## AIM
Copy the listing below in full, switching every "per instance" to "for each instance" and leaving all other text unchanged.

═════ SUPPLIED INFORMATION

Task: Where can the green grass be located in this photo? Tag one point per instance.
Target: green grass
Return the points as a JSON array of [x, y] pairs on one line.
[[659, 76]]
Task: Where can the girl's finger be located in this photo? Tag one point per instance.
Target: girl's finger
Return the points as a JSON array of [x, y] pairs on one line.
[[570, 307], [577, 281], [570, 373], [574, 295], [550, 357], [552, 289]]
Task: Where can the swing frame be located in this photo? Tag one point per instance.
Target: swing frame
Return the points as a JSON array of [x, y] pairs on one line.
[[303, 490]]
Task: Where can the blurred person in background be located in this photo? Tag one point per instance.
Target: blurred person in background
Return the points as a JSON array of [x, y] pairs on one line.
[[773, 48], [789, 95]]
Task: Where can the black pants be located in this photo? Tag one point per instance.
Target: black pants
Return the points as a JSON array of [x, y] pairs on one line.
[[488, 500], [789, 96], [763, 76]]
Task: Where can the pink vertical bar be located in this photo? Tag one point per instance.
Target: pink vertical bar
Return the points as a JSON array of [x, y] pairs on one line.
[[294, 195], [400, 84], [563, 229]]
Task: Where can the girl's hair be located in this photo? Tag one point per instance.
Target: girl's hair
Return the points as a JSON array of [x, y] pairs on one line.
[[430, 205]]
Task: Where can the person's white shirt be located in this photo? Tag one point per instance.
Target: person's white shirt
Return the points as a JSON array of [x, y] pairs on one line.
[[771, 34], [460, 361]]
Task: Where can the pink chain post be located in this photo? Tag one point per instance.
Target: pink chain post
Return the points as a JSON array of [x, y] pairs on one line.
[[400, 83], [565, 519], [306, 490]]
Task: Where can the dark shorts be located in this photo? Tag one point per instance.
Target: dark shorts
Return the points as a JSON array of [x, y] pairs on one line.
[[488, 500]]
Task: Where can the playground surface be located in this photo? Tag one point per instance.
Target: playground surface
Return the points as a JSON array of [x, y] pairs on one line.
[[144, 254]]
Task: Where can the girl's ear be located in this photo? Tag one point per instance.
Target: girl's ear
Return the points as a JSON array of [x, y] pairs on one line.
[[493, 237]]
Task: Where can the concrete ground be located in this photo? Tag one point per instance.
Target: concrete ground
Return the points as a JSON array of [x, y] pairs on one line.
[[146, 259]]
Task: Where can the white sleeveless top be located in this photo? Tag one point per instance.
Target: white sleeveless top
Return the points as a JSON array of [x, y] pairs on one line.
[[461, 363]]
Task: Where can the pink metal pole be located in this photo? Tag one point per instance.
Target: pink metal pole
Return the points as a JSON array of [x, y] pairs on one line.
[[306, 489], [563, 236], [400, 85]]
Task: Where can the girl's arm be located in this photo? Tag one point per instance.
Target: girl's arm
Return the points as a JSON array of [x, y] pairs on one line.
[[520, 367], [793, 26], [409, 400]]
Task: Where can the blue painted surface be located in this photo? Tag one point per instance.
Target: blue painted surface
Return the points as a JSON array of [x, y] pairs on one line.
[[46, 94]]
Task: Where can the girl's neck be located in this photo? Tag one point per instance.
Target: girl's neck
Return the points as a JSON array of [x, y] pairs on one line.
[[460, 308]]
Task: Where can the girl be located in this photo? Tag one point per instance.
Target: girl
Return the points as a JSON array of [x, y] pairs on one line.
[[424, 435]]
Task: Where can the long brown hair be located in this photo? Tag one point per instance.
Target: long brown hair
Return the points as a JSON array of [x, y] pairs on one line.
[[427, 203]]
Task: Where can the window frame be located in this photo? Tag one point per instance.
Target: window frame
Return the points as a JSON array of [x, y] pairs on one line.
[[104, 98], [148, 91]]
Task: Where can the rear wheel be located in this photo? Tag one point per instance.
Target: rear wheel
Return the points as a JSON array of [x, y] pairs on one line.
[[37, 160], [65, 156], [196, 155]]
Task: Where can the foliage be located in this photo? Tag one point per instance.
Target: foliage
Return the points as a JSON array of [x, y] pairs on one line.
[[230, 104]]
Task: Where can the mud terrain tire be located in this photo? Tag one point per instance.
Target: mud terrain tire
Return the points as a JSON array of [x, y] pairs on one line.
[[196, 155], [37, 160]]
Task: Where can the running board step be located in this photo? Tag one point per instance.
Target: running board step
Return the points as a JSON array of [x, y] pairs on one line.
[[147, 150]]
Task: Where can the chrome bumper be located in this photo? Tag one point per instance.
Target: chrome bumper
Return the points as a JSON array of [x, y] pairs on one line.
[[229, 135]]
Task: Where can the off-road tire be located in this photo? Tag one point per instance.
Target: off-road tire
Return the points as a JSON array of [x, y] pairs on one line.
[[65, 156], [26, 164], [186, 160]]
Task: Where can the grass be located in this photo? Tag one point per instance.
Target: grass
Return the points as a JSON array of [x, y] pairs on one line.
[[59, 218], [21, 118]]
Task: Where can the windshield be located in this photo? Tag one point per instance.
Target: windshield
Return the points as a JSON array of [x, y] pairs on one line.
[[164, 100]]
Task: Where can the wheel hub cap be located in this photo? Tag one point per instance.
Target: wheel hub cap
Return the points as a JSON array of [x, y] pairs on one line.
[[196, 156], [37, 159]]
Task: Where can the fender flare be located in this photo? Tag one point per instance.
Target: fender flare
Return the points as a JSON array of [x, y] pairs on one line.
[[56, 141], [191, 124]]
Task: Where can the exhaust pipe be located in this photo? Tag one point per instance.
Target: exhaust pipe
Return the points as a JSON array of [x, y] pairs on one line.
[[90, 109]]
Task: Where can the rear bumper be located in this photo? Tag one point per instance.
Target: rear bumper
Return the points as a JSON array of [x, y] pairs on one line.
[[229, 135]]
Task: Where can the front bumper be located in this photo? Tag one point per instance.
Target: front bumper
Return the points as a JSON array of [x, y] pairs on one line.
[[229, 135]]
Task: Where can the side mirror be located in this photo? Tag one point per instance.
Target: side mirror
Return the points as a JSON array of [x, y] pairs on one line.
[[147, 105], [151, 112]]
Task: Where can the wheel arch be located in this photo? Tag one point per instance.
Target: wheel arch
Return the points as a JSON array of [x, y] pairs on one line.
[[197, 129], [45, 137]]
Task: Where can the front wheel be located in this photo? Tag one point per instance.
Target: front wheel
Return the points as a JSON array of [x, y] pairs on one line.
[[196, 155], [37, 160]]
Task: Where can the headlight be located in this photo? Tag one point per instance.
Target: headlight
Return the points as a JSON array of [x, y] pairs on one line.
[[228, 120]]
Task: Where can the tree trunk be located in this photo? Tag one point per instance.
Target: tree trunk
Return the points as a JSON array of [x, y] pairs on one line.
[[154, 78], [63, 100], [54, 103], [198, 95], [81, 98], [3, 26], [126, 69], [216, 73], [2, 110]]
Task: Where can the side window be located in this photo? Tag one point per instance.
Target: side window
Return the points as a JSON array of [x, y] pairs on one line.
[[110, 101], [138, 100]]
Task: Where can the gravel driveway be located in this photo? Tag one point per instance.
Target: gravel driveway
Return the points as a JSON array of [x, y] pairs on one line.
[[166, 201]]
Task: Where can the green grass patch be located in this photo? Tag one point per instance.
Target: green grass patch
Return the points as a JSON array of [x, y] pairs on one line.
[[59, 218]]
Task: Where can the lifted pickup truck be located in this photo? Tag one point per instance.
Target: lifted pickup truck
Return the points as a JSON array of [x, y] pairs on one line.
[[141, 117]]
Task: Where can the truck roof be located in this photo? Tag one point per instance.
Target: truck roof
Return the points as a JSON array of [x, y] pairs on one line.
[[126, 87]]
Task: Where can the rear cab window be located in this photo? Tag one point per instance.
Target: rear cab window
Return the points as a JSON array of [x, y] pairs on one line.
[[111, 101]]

══════════

## WORKED ANSWER
Task: Where can the green grass be located in this photo? Tag one point for each instance.
Target: green grass
Return the points as a JSON array of [x, y] pairs on one line.
[[659, 76]]
Task: Where can the girl's finger be located in this photo? Tag one point for each instance.
Target: girl's finger
Return the points as a JSON array of [x, y] pairs on one line.
[[570, 307], [577, 281], [570, 373], [574, 295], [550, 357], [552, 289]]
Task: Where can the swing frame be located in this photo? Tag one point for each instance.
Target: swing frame
Return the points as a JSON array of [x, y] pairs on one line.
[[303, 490]]
Task: Where can the blurred person in background be located in this photo? Tag one point for each instance.
Target: blurred person in background
Return the points as a JSON array of [x, y] pairs on one line.
[[773, 48], [789, 95]]
Task: Where can the black pants be located in this photo? Tag one point for each instance.
Target: black pants
Return the points as a JSON array of [x, y] pairs on one line.
[[488, 500], [789, 96], [763, 76]]
Task: Where can the pink vertical bar be located in this photo? Tag one point for each instance.
Target: pink vertical bar
Return the points as a JSON array of [x, y] pairs on one line.
[[294, 195], [400, 84], [563, 229]]
Task: Where can the girl's hair be located in this photo? Tag one point for each instance.
Target: girl's hair
Return the points as a JSON array of [x, y] pairs on one line.
[[430, 205]]
Task: Where can the person's white shirt be located in this photo? Tag one point for each instance.
Target: person's white shirt
Return the points as a JSON array of [x, y] pairs on one line.
[[771, 34], [460, 361]]
Task: Where can the pink chain post be located in this photo? Tag one point for each instance.
Target: pink chain post
Return the points as a JSON array of [x, y] pairs on one line.
[[400, 83], [565, 519], [306, 490]]
Task: Where can the dark shorts be located in this photo? Tag one point for each instance.
Target: dark shorts
Return the points as a JSON array of [x, y] pairs on one line.
[[488, 500]]
Task: Where can the playground surface be located in this photo? Tag one point for each instance.
Target: playground surface
Return the points as a JSON array of [x, y] pairs on one line.
[[144, 254]]
Task: Where can the girl's ear be located in this photo? Tag one point for each instance.
Target: girl's ear
Return the points as a JSON array of [x, y] pairs on one line.
[[493, 237]]
Task: Where can the concrete ground be located in this photo? Tag one point for each instance.
Target: concrete ground
Return the points as a JSON array of [x, y] pairs on one line.
[[146, 259]]
Task: Where can the white sleeveless top be located in this photo? Tag one point for each instance.
Target: white sleeveless top
Return the points as a JSON array of [x, y] pairs on one line.
[[461, 363]]
Task: Where can the pink metal pole be located in this photo? Tag one point for each instance.
Target: pink metal pole
Return the points as a JSON array of [x, y] pairs on one line.
[[306, 489], [563, 236], [400, 85]]
Task: Where can the girl's arm be located in this photo? Tag one point for each instance.
Target: girl's arm
Return the points as a JSON array of [x, y] pairs on one line.
[[520, 367], [793, 26], [409, 400]]
Task: Where can the blue painted surface be located in this photo? Tag one point for each instance.
Target: blue painted surface
Return the points as a JSON array of [x, y] pairs on one line.
[[46, 94]]
Task: Where can the girl's neck be located in this photo? Tag one point for each instance.
Target: girl's neck
Return the points as a JSON array of [x, y] pairs on one line.
[[460, 308]]
Task: Where can the girl be located in this photo? Tag one point for each instance.
Target: girl
Return the points as a JSON array of [x, y] pairs on one line.
[[424, 435]]
Task: Where can the long brown hair be located in this photo? Tag one point for each instance.
Target: long brown hair
Return the points as a JSON array of [x, y] pairs on one line.
[[427, 203]]
Task: Where can the window frame be located in this photo? Tag one point for each instance.
Target: window frame
Return the points as a JSON array of [x, y] pairs on one line.
[[104, 98], [148, 91]]
Task: Where can the rear wheel be located in this photo? Tag one point for each instance.
Target: rear wheel
Return the points as a JSON array of [x, y] pairs on one line.
[[37, 160], [65, 156], [196, 155]]
Task: Where can the foliage be located in this photo? Tag one point for each instance.
Target: foliage
Return the points as a JSON array of [x, y] pairs on one line.
[[230, 104]]
Task: Where can the mud terrain tire be located in this photo? Tag one point for each instance.
Target: mud terrain tire
Return the points as a JSON array of [x, y] pairs on one line.
[[196, 155], [37, 160]]
Task: Where can the running board step be located in this photo? Tag one point for each instance.
Target: running board step
Return the points as a JSON array of [x, y] pairs on one line.
[[147, 150]]
Task: Where can the chrome bumper be located in this photo? Tag one point for each instance.
Target: chrome bumper
Return the points as a JSON array of [x, y] pairs on one line.
[[229, 135]]
Task: Where can the off-road tire be located in this photo? Tag one point for each instance.
Target: off-road tire
Return the points as a JSON array of [x, y] pairs on one line.
[[65, 156], [26, 164], [186, 160]]
Task: Where can the grass be located in this photo? Tag one point for each instance.
Target: grass
Return the points as a JSON array of [x, y] pairs on one line.
[[59, 218], [21, 118]]
Task: Where can the windshield be located in this photo? Tag one point for each instance.
Target: windshield
Return the points as a JSON array of [x, y] pairs on one line.
[[164, 100]]
Task: Where can the wheel hub cap be located in this photo? Tag one point for each instance.
Target: wheel hub cap
Return the points as a JSON array of [x, y] pairs on one line.
[[196, 156], [37, 159]]
Task: Where can the fender flare be located in this photo? Tag one point for each instance.
Target: fender flare
Return the points as a JSON array of [x, y] pairs on one line.
[[56, 141], [191, 124]]
Task: Where can the exhaust pipe be located in this photo? Tag one point for each instance.
Target: exhaust pipe
Return the points as a JSON array of [x, y] pairs on one line.
[[90, 109]]
Task: Where can the rear bumper be located in this photo? Tag one point for each instance.
Target: rear bumper
Return the points as a JSON array of [x, y] pairs on one line.
[[229, 135]]
Task: Where can the front bumper be located in this photo? Tag one point for each instance.
Target: front bumper
Return the points as a JSON array of [x, y] pairs on one line.
[[229, 135]]
Task: Where can the side mirror be located in this photo? Tag one point for each instance.
Target: side mirror
Return the points as a JSON array of [x, y] pairs on one line.
[[147, 105], [151, 112]]
Task: Where can the wheel arch be located in this photo? Tag one point for each instance.
Target: wheel arch
Return the points as a JSON array of [x, y] pairs on one line.
[[197, 129], [45, 137]]
Task: Where can the front wheel be located in this photo? Tag one point for each instance.
Target: front wheel
Return the points as a JSON array of [x, y] pairs on one line.
[[196, 155], [37, 160]]
Task: Where can the headlight be located in this photo? Tag one point for each instance.
Target: headlight
Return the points as a JSON array of [x, y] pairs on one line.
[[228, 120]]
Task: Where can the tree trunk be located in this photo? Tag one point for each instance.
Target: tree trunk
Return the points as a JSON array of [x, y] pairs on one line.
[[154, 78], [63, 100], [54, 103], [198, 95], [81, 98], [3, 26], [126, 69], [216, 73], [2, 110]]
Task: Where can the side window be located in this photo? Tag one point for each instance.
Target: side window
Return the points as a JSON array of [x, y] pairs on one line.
[[110, 101], [138, 100]]
Task: Where can the gravel driveway be located in this photo? Tag one point for each instance.
Target: gravel driveway
Return the points as a JSON array of [x, y] pairs on one line.
[[166, 201]]
Task: Where can the green grass patch be located in this photo? Tag one point for each instance.
Target: green grass patch
Return the points as a JSON array of [x, y] pairs on one line.
[[59, 218]]
Task: Where can the lifted pickup truck be located in this photo? Tag one point for each instance.
Target: lifted pickup truck
Return the points as a JSON array of [x, y] pairs on one line.
[[141, 117]]
Task: Where can the truck roof be located in this photo? Tag one point for each instance.
Target: truck roof
Return the points as a JSON array of [x, y] pairs on one line.
[[126, 87]]
Task: Where can the rear cab window be located in this photo? Tag one point for each instance.
Target: rear cab window
Return the points as a JSON array of [x, y] pairs on one line.
[[111, 101]]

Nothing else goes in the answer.